*Data records*:
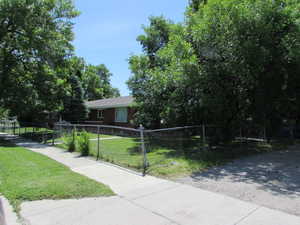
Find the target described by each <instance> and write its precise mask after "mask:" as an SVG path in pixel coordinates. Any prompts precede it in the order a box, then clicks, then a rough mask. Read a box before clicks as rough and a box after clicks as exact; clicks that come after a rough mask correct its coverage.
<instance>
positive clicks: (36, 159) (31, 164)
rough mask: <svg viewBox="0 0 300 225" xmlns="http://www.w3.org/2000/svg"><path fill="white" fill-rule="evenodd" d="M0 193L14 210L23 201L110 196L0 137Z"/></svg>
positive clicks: (50, 159)
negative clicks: (7, 141) (10, 204)
mask: <svg viewBox="0 0 300 225" xmlns="http://www.w3.org/2000/svg"><path fill="white" fill-rule="evenodd" d="M0 193H1V194H3V195H4V196H5V197H6V198H7V199H8V200H9V201H10V203H11V204H12V205H13V207H14V209H15V210H17V211H18V210H19V206H20V204H21V203H22V202H23V201H34V200H42V199H68V198H83V197H96V196H110V195H113V192H112V191H111V190H110V188H109V187H107V186H105V185H103V184H100V183H98V182H96V181H93V180H91V179H89V178H87V177H84V176H82V175H79V174H77V173H75V172H72V171H71V170H70V169H69V168H67V167H66V166H64V165H62V164H60V163H58V162H56V161H54V160H52V159H49V158H48V157H46V156H43V155H41V154H38V153H35V152H32V151H30V150H27V149H25V148H21V147H16V146H14V145H12V144H10V143H9V142H7V141H3V140H0Z"/></svg>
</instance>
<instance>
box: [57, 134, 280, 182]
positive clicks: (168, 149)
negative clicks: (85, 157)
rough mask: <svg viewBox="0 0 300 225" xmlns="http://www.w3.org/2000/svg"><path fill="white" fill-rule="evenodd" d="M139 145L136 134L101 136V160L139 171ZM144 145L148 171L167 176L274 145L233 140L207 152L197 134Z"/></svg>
mask: <svg viewBox="0 0 300 225" xmlns="http://www.w3.org/2000/svg"><path fill="white" fill-rule="evenodd" d="M114 137H115V136H114ZM89 142H90V153H89V155H91V156H94V157H97V154H98V142H97V140H90V141H89ZM140 145H141V140H140V138H138V137H115V138H112V139H110V138H107V139H105V138H102V139H100V159H102V160H104V161H108V162H111V163H114V164H117V165H120V166H124V167H128V168H132V169H134V170H141V169H142V166H143V156H142V152H141V147H140ZM145 145H146V151H147V161H148V169H147V173H148V174H151V175H155V176H161V177H170V178H172V177H178V176H183V175H188V174H191V173H193V172H198V171H201V170H205V169H207V168H209V167H212V166H218V165H221V164H224V163H226V162H229V161H231V160H233V159H237V158H240V157H243V156H248V155H252V154H257V153H263V152H269V151H271V150H272V147H274V146H272V145H270V144H267V143H258V142H249V143H247V144H246V143H241V142H233V143H232V144H230V145H223V146H218V148H216V149H214V150H211V151H209V150H203V148H202V147H203V146H201V140H200V137H190V138H181V139H179V138H171V139H168V138H149V137H146V138H145ZM285 146H286V145H285ZM60 147H63V148H66V146H65V145H60ZM282 147H283V146H282Z"/></svg>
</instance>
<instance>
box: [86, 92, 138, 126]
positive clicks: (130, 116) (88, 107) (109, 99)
mask: <svg viewBox="0 0 300 225" xmlns="http://www.w3.org/2000/svg"><path fill="white" fill-rule="evenodd" d="M86 104H87V107H88V109H89V110H90V113H89V119H88V122H89V123H94V124H104V125H114V126H123V127H133V123H132V120H133V116H134V113H135V109H134V107H133V104H134V98H133V97H132V96H125V97H118V98H108V99H101V100H95V101H89V102H87V103H86Z"/></svg>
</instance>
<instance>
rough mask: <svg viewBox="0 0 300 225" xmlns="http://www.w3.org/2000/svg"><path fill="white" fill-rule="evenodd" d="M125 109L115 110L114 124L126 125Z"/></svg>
mask: <svg viewBox="0 0 300 225" xmlns="http://www.w3.org/2000/svg"><path fill="white" fill-rule="evenodd" d="M127 115H128V111H127V108H116V114H115V122H118V123H127Z"/></svg>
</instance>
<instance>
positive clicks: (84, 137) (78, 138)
mask: <svg viewBox="0 0 300 225" xmlns="http://www.w3.org/2000/svg"><path fill="white" fill-rule="evenodd" d="M77 144H78V150H79V151H80V152H81V155H82V156H88V155H89V154H90V142H89V135H88V133H87V132H86V131H83V132H81V133H80V135H79V137H78V140H77Z"/></svg>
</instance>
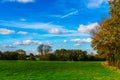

*What to do*:
State how many lines in the records contain the word "negative". Give only the number.

*Answer section*:
2